## Set exercise
Extend the excerpt on gauging the default risk of financial institutions, picking up right after its final sentence.

## Excerpt
++++++

Applied to five institutions during the current crisis, the option-iPoD model would have provided some early warning signals of distress for some of the key FIs (Box 3.2.) On several occasions prior to their respective “default events,” the option-iPoD jumped by a multiplicative factor for several of the institutions that have required intervention.28 Ex post, the pattern of warning signals suggested that Bear Stearns, Merrill Lynch, and Wachovia were perceived by markets as having a heightened chance of default before their ofies were announced, although these signals were less severe for Lehman and Citigroup. Although the model does not give definitive signals for all five institutions examined, an estimated leverage ratio from the model shows that it diverged from the balance sheet measure of leverage well before each institution’s “default event.” This suggests that an estimate of the implied leverage may be one measure that better reflects the risks being undertaken by the firm on a realtime basis than other accounting–based ratios.

The models described above still suffer from the limitation that they focus on individual FIs without addressing how groups of FIs might be related to one another–the key component for systemic risks. The sections below relax those constraints by jointly examining groups of FIs.

++++++

## Rows
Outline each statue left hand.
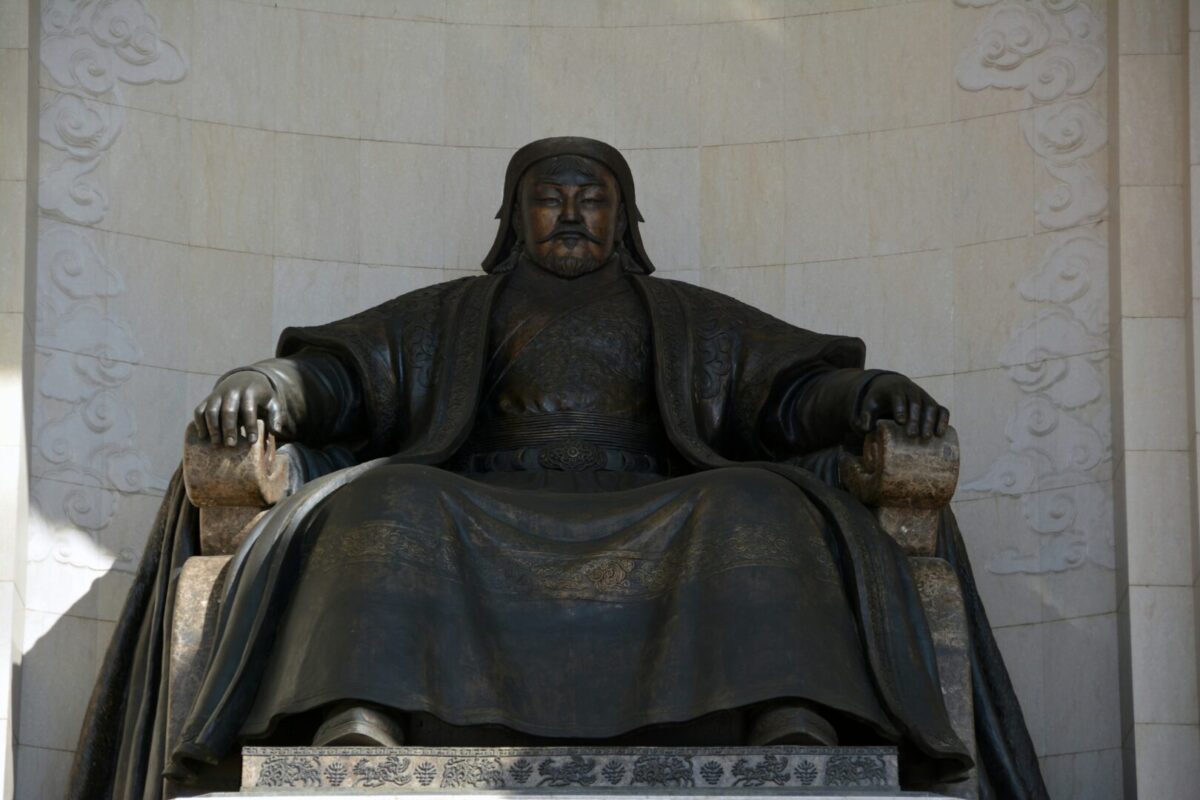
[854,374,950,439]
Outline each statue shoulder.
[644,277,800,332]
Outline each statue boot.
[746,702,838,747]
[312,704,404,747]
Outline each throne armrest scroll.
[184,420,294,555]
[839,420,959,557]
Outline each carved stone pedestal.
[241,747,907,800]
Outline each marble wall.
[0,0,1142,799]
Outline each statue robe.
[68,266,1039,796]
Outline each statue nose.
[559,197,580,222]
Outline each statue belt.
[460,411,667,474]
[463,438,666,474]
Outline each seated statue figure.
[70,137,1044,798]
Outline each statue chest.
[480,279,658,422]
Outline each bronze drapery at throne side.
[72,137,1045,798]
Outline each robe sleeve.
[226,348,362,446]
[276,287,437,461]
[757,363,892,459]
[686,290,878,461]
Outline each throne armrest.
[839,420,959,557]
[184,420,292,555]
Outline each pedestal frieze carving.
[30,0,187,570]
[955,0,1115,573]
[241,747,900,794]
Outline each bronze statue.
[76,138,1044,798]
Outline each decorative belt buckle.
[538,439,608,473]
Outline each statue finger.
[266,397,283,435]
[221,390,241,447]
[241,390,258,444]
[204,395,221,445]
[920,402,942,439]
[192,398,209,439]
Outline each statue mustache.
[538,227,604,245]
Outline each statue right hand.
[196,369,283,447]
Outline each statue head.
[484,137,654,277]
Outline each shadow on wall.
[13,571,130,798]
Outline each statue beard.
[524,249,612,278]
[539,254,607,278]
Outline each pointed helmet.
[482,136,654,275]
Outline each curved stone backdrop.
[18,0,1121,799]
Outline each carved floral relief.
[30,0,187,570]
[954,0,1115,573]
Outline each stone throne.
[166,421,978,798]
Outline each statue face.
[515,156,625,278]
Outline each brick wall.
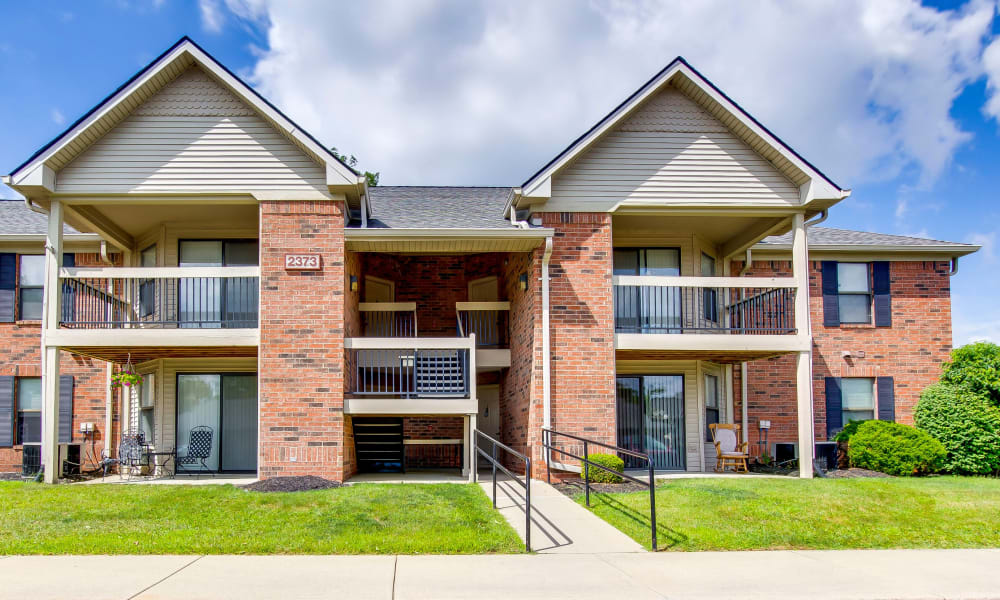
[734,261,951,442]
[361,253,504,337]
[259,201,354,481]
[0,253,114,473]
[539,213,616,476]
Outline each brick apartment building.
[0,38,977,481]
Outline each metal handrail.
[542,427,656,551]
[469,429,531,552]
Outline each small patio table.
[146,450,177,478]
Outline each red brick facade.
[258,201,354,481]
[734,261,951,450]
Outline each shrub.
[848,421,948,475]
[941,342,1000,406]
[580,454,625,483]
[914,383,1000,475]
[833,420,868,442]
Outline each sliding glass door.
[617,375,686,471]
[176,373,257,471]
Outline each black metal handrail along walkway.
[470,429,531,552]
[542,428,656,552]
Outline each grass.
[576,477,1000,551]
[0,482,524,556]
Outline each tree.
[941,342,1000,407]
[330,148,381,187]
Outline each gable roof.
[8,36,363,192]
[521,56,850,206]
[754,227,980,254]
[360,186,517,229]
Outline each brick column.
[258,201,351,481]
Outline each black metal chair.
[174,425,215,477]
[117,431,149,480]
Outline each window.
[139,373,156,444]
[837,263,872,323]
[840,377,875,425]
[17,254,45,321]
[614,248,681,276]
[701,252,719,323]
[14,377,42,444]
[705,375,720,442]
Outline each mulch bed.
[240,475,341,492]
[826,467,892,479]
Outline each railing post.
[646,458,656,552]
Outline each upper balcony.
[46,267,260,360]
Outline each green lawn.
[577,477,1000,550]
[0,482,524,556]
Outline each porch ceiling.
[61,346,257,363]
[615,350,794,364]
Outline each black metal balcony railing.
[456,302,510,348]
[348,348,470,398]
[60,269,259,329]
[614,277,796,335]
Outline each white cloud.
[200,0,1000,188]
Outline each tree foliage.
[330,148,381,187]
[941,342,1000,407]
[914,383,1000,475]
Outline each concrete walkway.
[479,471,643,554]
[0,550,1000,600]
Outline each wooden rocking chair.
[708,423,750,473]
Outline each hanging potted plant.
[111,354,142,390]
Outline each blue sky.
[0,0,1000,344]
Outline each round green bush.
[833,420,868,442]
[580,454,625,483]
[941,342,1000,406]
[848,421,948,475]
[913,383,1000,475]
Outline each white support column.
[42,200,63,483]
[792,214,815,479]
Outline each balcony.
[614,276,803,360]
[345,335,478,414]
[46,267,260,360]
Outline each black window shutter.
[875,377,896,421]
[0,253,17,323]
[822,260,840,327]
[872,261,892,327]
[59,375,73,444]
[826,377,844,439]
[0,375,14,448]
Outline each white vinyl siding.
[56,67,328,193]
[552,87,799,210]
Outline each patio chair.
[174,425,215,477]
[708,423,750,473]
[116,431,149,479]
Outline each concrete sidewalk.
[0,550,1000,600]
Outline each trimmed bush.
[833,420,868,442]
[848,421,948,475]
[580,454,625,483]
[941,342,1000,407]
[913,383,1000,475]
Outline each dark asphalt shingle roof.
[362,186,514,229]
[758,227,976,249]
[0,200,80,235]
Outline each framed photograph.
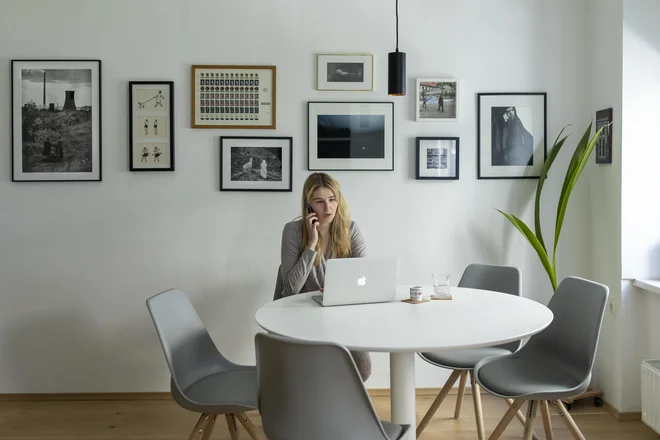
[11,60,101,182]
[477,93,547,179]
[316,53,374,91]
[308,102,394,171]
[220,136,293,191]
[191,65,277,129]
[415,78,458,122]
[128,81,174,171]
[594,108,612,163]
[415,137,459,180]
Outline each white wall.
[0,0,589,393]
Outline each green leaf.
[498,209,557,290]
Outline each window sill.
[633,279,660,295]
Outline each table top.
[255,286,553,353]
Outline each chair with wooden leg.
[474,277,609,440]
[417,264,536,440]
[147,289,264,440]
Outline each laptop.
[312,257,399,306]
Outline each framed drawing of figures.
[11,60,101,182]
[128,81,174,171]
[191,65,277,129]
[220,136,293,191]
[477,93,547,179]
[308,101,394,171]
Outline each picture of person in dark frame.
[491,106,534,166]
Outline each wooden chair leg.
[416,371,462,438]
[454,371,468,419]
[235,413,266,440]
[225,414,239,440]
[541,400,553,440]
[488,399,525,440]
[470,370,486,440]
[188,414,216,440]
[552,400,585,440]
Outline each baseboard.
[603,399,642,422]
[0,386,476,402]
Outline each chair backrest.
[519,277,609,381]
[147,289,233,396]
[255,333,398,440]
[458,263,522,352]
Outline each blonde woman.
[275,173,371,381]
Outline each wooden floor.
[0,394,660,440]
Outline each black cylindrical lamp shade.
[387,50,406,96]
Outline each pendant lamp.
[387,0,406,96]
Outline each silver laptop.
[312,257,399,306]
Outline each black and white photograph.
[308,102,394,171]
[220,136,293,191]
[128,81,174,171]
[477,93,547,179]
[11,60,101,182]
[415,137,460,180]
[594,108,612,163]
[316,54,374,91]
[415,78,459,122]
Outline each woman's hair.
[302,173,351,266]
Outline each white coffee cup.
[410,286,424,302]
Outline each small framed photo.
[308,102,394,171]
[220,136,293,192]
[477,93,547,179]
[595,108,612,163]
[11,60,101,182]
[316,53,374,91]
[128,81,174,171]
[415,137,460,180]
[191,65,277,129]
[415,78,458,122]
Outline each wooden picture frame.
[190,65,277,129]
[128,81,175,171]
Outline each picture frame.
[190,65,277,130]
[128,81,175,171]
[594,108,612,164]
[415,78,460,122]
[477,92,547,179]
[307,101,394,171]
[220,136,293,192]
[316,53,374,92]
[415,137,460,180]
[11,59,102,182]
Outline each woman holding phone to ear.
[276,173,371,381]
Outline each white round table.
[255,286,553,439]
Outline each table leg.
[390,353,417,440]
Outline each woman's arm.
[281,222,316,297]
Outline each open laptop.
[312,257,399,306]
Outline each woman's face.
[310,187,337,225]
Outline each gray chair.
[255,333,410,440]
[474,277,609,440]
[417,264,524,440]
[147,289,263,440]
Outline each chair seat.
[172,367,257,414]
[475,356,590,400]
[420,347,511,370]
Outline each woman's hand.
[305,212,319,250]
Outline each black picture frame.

++++++

## Exercise answer
Measures of Risk Based on Groupings of Financial Institutions

The analysis based on market perceptions presented thus far, based on CDS and equity prices, has been for individual FIs. The sections that follow address these issues from an aggregate perspective by looking at measures based on CDS and equity prices for several groupings of global FIs. While a formal test of this dynamic relationship is not performed in this chapter, and is reserved for future work, the subsections present snapshots of how various potential measures of systemic risk appear to have coincided during the current crisis.

Finally, the analysis is extended to include risks in emerging markets, as these countries were viewed by some as being “decoupled” during the earlier part of the crisis.

Tail Risks of Financial Institutions Based on Equity Options

As noted above, the notion of systemic risk requires moving away from traditional measures of correlation between different financial entities toward nonlinear, time-varying measures of dependence, particularly as financial markets become more integrated. In addition, standard correlations do not account for the variation over time in the degree of dependence, especially during episodes characterized by rising uncertainty about asset prices and illiquidity of overall financial markets. In times of stress, illiquid markets sap diversification opportunities contributing to increased correlation, making accurate estimates of the impact of higher volatility on asset prices difficult to interpret. For these reasons, the examination of tail dependencies is likely a better choice when attempting to discern systemic risks.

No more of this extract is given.